----- THE INPUT -----

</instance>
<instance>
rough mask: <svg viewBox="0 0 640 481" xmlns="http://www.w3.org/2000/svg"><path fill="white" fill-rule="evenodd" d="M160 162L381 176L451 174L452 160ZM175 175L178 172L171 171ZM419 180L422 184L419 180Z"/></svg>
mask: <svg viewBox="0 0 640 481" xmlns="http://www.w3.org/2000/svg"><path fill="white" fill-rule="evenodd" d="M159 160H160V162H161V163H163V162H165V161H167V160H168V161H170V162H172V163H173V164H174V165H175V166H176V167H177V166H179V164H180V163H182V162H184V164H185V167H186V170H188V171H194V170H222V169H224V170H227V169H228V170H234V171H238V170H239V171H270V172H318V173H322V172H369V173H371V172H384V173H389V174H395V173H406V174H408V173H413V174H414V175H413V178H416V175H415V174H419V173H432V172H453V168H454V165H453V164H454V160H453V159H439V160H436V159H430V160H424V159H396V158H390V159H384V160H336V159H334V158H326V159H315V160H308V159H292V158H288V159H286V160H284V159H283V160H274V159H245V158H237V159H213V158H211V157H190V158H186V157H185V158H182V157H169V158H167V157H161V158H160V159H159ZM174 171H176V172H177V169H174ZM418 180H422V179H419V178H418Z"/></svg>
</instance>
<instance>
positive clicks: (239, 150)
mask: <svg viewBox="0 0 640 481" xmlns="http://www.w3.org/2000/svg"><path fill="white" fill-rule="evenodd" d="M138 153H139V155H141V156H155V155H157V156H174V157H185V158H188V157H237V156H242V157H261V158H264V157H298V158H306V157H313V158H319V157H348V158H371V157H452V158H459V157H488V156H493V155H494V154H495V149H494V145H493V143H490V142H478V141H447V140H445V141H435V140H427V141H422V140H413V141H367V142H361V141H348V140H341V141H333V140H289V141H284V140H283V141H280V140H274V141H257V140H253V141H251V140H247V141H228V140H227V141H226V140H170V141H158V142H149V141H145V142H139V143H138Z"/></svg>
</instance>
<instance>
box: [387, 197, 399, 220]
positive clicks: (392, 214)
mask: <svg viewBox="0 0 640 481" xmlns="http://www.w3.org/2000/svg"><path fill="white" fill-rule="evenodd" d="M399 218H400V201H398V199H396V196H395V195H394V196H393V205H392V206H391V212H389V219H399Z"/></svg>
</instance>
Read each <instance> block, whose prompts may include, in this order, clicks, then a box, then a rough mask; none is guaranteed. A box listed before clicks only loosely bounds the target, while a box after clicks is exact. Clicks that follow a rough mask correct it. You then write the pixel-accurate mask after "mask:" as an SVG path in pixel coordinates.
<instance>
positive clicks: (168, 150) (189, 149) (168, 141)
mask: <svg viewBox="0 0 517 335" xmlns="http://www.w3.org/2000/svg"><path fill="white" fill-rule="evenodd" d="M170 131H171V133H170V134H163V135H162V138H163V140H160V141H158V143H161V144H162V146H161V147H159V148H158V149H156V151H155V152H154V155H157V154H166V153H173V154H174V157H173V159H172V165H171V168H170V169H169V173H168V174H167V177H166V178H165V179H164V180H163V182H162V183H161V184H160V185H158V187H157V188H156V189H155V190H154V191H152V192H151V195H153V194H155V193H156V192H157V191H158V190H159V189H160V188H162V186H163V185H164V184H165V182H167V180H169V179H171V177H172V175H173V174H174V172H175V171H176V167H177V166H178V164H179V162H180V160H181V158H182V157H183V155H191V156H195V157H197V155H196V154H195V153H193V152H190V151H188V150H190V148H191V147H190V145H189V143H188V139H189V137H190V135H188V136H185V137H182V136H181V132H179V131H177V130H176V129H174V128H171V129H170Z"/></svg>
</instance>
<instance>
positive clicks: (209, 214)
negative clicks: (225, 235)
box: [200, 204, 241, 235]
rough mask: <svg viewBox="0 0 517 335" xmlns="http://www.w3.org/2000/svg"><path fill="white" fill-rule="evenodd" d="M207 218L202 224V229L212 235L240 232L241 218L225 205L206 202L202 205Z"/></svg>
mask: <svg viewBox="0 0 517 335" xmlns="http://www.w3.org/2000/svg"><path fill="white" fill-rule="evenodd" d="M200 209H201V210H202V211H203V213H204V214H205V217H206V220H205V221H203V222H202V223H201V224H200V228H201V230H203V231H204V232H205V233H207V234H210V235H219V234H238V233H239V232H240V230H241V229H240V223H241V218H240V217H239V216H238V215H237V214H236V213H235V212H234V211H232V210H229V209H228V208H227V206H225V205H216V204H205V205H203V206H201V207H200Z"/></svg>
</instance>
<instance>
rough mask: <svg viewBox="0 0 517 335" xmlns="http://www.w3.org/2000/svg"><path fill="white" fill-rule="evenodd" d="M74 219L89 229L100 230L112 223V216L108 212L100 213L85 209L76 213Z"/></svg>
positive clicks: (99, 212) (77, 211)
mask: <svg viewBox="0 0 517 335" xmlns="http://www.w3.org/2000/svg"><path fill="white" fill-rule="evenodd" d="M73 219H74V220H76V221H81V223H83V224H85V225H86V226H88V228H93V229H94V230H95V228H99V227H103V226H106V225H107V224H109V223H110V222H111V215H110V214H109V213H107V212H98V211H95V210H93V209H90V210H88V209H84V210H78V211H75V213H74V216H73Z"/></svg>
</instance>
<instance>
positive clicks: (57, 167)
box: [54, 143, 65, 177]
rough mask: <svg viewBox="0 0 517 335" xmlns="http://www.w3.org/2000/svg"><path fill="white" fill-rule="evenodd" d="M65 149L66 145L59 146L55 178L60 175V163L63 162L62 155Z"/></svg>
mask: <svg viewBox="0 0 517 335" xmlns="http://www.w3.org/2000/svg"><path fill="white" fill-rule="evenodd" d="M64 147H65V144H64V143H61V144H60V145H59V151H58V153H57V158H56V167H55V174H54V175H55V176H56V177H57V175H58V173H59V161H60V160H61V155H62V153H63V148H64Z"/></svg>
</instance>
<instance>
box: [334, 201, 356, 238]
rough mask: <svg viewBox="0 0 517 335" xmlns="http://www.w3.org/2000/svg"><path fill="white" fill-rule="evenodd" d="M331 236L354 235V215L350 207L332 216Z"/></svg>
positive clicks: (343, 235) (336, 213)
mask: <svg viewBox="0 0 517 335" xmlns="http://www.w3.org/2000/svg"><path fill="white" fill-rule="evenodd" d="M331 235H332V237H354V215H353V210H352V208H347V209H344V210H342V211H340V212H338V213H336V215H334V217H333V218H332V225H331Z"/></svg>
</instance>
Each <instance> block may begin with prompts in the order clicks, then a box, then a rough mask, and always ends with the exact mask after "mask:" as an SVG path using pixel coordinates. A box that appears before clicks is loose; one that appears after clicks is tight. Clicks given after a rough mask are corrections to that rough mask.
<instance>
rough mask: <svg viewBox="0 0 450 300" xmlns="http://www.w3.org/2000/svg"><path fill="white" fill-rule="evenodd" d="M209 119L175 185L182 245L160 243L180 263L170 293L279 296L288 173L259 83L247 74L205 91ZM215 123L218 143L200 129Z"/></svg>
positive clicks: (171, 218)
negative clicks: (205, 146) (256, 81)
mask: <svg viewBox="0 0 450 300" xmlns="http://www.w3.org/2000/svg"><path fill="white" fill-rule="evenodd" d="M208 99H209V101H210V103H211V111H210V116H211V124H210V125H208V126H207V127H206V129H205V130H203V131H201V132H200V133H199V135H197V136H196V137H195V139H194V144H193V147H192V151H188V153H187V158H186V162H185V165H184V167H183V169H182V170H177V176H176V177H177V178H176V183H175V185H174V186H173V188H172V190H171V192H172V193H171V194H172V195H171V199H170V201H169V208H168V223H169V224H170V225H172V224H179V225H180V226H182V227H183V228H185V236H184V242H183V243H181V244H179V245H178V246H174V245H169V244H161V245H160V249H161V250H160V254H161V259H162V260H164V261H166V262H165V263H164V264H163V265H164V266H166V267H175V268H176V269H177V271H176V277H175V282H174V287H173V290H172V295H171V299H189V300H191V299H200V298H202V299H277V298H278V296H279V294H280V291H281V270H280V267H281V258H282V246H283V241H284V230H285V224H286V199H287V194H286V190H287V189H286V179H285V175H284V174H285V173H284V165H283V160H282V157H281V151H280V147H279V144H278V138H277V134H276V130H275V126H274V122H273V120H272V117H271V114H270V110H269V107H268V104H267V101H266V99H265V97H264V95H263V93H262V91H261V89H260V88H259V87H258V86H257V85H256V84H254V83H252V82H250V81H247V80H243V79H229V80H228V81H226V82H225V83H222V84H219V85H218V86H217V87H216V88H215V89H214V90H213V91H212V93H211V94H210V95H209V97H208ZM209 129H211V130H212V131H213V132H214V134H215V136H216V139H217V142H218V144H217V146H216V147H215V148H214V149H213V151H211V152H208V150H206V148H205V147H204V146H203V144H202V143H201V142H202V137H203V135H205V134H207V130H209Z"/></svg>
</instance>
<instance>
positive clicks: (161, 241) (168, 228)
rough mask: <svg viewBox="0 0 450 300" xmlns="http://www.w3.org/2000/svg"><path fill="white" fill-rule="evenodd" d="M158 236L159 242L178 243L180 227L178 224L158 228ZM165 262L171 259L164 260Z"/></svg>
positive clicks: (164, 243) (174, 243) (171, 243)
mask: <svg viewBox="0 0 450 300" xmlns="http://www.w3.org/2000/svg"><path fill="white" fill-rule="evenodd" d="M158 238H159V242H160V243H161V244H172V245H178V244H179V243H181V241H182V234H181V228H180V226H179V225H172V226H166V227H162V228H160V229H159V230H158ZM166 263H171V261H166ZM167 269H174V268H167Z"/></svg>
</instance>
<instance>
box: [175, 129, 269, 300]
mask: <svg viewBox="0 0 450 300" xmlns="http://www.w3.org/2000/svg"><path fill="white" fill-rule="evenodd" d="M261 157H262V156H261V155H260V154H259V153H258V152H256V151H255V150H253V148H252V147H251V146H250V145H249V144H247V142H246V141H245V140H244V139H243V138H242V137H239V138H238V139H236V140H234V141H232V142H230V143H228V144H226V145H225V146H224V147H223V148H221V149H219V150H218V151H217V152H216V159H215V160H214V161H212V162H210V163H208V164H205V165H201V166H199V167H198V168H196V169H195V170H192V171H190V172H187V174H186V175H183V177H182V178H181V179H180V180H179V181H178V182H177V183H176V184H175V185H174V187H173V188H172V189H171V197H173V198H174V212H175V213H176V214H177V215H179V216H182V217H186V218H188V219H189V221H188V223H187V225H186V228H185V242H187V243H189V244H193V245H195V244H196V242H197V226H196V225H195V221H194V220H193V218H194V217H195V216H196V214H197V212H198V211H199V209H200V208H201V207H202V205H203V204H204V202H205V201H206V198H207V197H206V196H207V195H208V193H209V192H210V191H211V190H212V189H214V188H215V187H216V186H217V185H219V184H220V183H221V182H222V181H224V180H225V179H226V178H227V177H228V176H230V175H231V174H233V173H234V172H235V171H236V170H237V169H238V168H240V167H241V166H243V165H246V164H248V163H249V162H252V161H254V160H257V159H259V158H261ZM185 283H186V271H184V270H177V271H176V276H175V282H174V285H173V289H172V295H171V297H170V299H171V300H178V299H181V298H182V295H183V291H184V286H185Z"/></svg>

-----

## TASK BRIEF
Copy every line above that includes the string "exact".

## TASK RESPONSE
Read each <instance> block, whose prompts may include, in this order, clicks, then a box, then a rough mask; none is guaranteed. A box listed before clicks only loosely bounds the target, while a box after clicks is exact. Clicks that follow a rough mask correct it. You then write the pixel-accurate mask after "mask:" as an SVG path in pixel coordinates.
Each <instance> block may begin with prompts in the order clicks, then a box, then a rough mask, and always ends with the exact mask after "mask:" as an SVG path using pixel coordinates. A box that appears before clicks is loose; one that appears after clicks is tight. Clicks given after a rough mask are corrections to that rough mask.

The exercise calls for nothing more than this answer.